> What to work on:
Count the lines below that contain the string "fingers", treating uppercase and lowercase letters as distinct. Reply with that number alone.

> Given information:
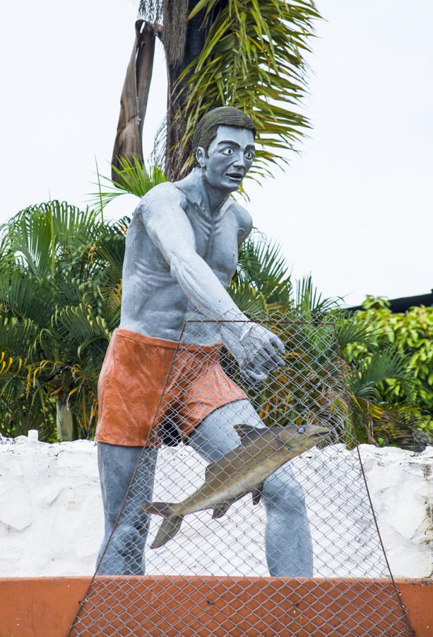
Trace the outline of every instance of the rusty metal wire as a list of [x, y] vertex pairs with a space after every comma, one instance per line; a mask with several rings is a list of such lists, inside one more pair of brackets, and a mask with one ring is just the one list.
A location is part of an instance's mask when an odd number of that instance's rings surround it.
[[[143, 449], [105, 548], [105, 556], [102, 556], [81, 604], [71, 635], [411, 634], [372, 507], [351, 421], [344, 364], [333, 324], [293, 321], [284, 314], [268, 318], [264, 326], [285, 343], [285, 365], [270, 374], [263, 385], [252, 386], [242, 377], [236, 362], [224, 348], [215, 356], [215, 350], [210, 352], [204, 347], [205, 323], [213, 323], [218, 329], [215, 321], [203, 318], [188, 321], [172, 350], [153, 419], [153, 440], [156, 436], [167, 443], [170, 435], [174, 438], [182, 435], [185, 423], [196, 411], [196, 402], [208, 404], [209, 396], [214, 395], [215, 374], [220, 374], [220, 366], [245, 392], [266, 426], [326, 427], [330, 435], [320, 448], [307, 449], [287, 463], [307, 507], [309, 529], [297, 529], [300, 536], [302, 533], [305, 536], [298, 537], [298, 549], [307, 546], [311, 538], [313, 578], [297, 573], [299, 556], [295, 554], [296, 548], [292, 547], [292, 568], [266, 579], [266, 590], [272, 593], [263, 598], [262, 578], [269, 576], [263, 538], [266, 535], [269, 542], [272, 532], [269, 534], [269, 528], [266, 530], [268, 507], [263, 507], [263, 502], [253, 505], [249, 495], [235, 503], [220, 519], [213, 519], [209, 510], [187, 515], [179, 532], [157, 549], [150, 545], [162, 517], [151, 515], [143, 585], [131, 577], [143, 573], [141, 551], [128, 573], [117, 573], [116, 565], [112, 568], [106, 559], [107, 549], [110, 543], [121, 541], [122, 550], [134, 553], [136, 547], [131, 536], [118, 532], [123, 528], [126, 512], [130, 514], [131, 507], [136, 507], [137, 494], [139, 500], [140, 493], [149, 492], [153, 477], [146, 469], [146, 449]], [[188, 343], [203, 343], [203, 348], [191, 350], [186, 339]], [[227, 390], [225, 403], [232, 401], [232, 424], [236, 425], [243, 415], [242, 401], [233, 400], [231, 391]], [[171, 429], [164, 432], [167, 423]], [[158, 452], [151, 499], [184, 500], [202, 484], [206, 464], [206, 460], [188, 444], [162, 445]], [[302, 503], [301, 498], [299, 507], [304, 506]], [[290, 555], [288, 558], [290, 562]], [[199, 585], [203, 589], [208, 576], [218, 580], [209, 580], [213, 583], [206, 595], [210, 606], [203, 610], [197, 590]], [[239, 590], [239, 595], [227, 597], [229, 589]], [[194, 629], [188, 619], [191, 612], [182, 606], [185, 599], [198, 605], [198, 616], [202, 617]], [[243, 613], [242, 607], [251, 604], [256, 608], [259, 604], [260, 612]], [[220, 616], [217, 610], [226, 618], [219, 627], [215, 619]], [[216, 624], [209, 619], [212, 612]], [[227, 628], [230, 617], [233, 623]]]

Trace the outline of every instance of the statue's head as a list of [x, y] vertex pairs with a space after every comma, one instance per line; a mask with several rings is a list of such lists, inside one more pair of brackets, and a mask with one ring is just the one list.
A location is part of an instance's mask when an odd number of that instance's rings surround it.
[[208, 111], [192, 140], [194, 166], [214, 188], [237, 190], [254, 156], [256, 127], [248, 115], [232, 106]]

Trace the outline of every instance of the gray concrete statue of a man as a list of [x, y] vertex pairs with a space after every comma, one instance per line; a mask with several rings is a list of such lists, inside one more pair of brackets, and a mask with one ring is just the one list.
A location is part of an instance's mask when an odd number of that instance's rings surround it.
[[[237, 108], [209, 111], [193, 139], [191, 172], [152, 188], [128, 229], [120, 327], [98, 386], [96, 440], [105, 519], [100, 575], [143, 573], [149, 517], [140, 505], [152, 499], [160, 444], [155, 415], [179, 339], [188, 344], [191, 373], [188, 390], [177, 396], [180, 417], [176, 420], [172, 414], [172, 420], [184, 440], [212, 462], [239, 444], [235, 425], [263, 426], [219, 364], [212, 366], [206, 400], [198, 401], [195, 391], [210, 373], [203, 364], [203, 350], [211, 351], [215, 343], [222, 343], [244, 377], [255, 383], [283, 362], [281, 341], [258, 323], [242, 322], [247, 317], [226, 291], [238, 246], [252, 228], [250, 215], [230, 193], [251, 168], [255, 133], [252, 121]], [[198, 315], [206, 321], [188, 323]], [[174, 375], [180, 373], [175, 362], [172, 367]], [[271, 575], [312, 576], [304, 495], [290, 464], [266, 479], [262, 501]]]

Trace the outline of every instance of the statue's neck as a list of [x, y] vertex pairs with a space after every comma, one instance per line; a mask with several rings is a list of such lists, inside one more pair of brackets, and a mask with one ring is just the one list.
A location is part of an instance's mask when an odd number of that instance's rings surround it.
[[208, 210], [210, 214], [219, 212], [230, 195], [225, 190], [212, 186], [200, 168], [194, 168], [191, 173], [177, 183], [186, 194], [189, 194], [201, 206]]

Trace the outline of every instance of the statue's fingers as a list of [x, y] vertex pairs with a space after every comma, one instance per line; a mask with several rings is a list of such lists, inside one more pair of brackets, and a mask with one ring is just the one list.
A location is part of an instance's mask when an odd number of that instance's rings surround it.
[[280, 338], [278, 338], [275, 334], [273, 334], [269, 339], [269, 342], [273, 345], [275, 350], [278, 350], [280, 354], [284, 356], [285, 354], [285, 346]]

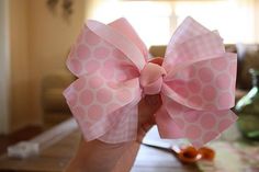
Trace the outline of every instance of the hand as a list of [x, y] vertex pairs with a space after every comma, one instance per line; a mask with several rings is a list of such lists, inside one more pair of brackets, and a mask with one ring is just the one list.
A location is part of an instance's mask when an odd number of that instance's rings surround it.
[[154, 114], [161, 106], [160, 95], [147, 95], [138, 103], [137, 140], [105, 144], [100, 140], [81, 141], [67, 172], [126, 172], [130, 171], [140, 142], [155, 124]]

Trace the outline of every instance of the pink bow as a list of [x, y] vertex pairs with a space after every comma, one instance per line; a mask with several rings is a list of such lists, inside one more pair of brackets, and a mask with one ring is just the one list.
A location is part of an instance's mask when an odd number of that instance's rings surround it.
[[[159, 36], [150, 35], [150, 36]], [[88, 21], [67, 59], [78, 77], [64, 95], [87, 140], [136, 139], [137, 105], [160, 93], [156, 113], [161, 138], [188, 138], [194, 147], [214, 139], [236, 121], [236, 54], [192, 18], [177, 28], [161, 66], [125, 19], [108, 25]]]

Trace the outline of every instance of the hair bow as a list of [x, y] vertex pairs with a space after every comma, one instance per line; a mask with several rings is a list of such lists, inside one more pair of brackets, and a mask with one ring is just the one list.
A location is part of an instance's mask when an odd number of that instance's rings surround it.
[[[151, 35], [150, 35], [151, 36]], [[155, 35], [153, 35], [155, 36]], [[187, 18], [170, 39], [161, 65], [125, 19], [108, 25], [89, 20], [67, 59], [78, 77], [64, 95], [86, 140], [136, 139], [137, 105], [160, 94], [155, 114], [161, 138], [188, 138], [194, 147], [214, 139], [236, 121], [237, 57], [217, 32]]]

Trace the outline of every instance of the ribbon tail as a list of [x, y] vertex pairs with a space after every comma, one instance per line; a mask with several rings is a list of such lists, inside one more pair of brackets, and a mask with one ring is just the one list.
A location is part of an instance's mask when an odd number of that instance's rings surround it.
[[161, 138], [178, 139], [184, 137], [184, 134], [176, 122], [170, 117], [162, 105], [155, 115], [158, 133]]
[[182, 137], [188, 138], [195, 148], [215, 139], [237, 119], [230, 110], [196, 111], [165, 95], [162, 101], [168, 116], [180, 128]]
[[132, 103], [117, 110], [113, 114], [110, 114], [110, 116], [116, 118], [116, 122], [113, 123], [112, 127], [105, 133], [105, 135], [98, 139], [109, 144], [136, 140], [139, 100], [140, 98], [134, 100]]

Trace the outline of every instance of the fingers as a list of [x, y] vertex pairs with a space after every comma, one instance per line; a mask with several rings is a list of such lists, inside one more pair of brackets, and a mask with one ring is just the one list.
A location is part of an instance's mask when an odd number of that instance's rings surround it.
[[139, 139], [145, 136], [145, 134], [155, 124], [154, 114], [161, 106], [161, 98], [157, 95], [146, 95], [138, 104], [138, 136]]

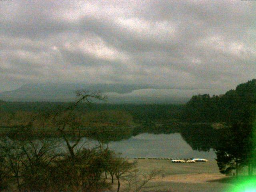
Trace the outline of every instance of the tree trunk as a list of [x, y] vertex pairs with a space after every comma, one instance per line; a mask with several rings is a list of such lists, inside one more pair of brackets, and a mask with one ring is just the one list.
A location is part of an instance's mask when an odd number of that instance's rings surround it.
[[119, 181], [119, 179], [118, 179], [117, 182], [118, 183], [118, 187], [117, 187], [117, 191], [116, 192], [119, 192], [119, 190], [120, 190], [120, 181]]
[[237, 162], [237, 158], [236, 159], [236, 176], [237, 177], [238, 176], [238, 164]]
[[248, 175], [252, 175], [252, 164], [250, 163], [248, 164]]

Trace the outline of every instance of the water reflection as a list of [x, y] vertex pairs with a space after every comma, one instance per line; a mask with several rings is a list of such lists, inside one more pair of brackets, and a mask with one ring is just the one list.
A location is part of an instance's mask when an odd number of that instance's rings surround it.
[[193, 150], [184, 140], [181, 134], [178, 133], [159, 134], [143, 133], [127, 140], [111, 142], [108, 146], [129, 158], [194, 157], [213, 160], [216, 157], [212, 149], [209, 152]]

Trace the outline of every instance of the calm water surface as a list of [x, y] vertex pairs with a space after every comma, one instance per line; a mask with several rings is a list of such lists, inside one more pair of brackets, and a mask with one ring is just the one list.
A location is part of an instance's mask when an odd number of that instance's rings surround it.
[[213, 160], [216, 155], [209, 152], [193, 150], [179, 133], [154, 134], [143, 133], [127, 140], [112, 142], [110, 148], [128, 158], [158, 157], [205, 158]]

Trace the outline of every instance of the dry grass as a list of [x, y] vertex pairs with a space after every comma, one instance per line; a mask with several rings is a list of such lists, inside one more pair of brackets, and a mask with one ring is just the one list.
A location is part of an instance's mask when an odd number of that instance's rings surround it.
[[139, 160], [138, 163], [138, 168], [145, 172], [161, 168], [164, 174], [164, 178], [161, 175], [151, 180], [148, 186], [152, 187], [144, 191], [225, 192], [231, 186], [220, 181], [228, 177], [220, 173], [215, 161], [189, 164], [146, 159]]

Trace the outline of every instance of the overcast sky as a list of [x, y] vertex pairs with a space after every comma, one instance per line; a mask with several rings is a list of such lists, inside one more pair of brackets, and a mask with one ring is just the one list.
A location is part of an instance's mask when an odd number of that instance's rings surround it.
[[224, 93], [256, 77], [256, 0], [0, 0], [0, 92], [68, 82]]

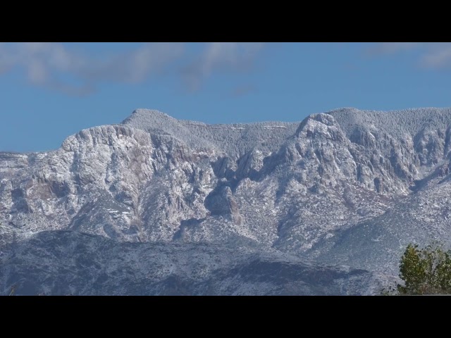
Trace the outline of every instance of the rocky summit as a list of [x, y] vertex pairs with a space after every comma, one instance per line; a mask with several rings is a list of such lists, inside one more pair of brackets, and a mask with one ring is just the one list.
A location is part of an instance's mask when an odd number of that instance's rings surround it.
[[451, 108], [207, 125], [138, 109], [0, 152], [0, 292], [377, 294], [451, 244]]

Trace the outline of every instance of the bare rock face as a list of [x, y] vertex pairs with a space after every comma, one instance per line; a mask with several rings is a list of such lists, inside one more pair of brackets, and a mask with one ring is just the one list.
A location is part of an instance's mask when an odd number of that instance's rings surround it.
[[396, 273], [407, 239], [451, 244], [450, 140], [450, 109], [230, 125], [140, 109], [55, 151], [0, 153], [0, 228], [20, 240], [72, 231]]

> Completed task:
2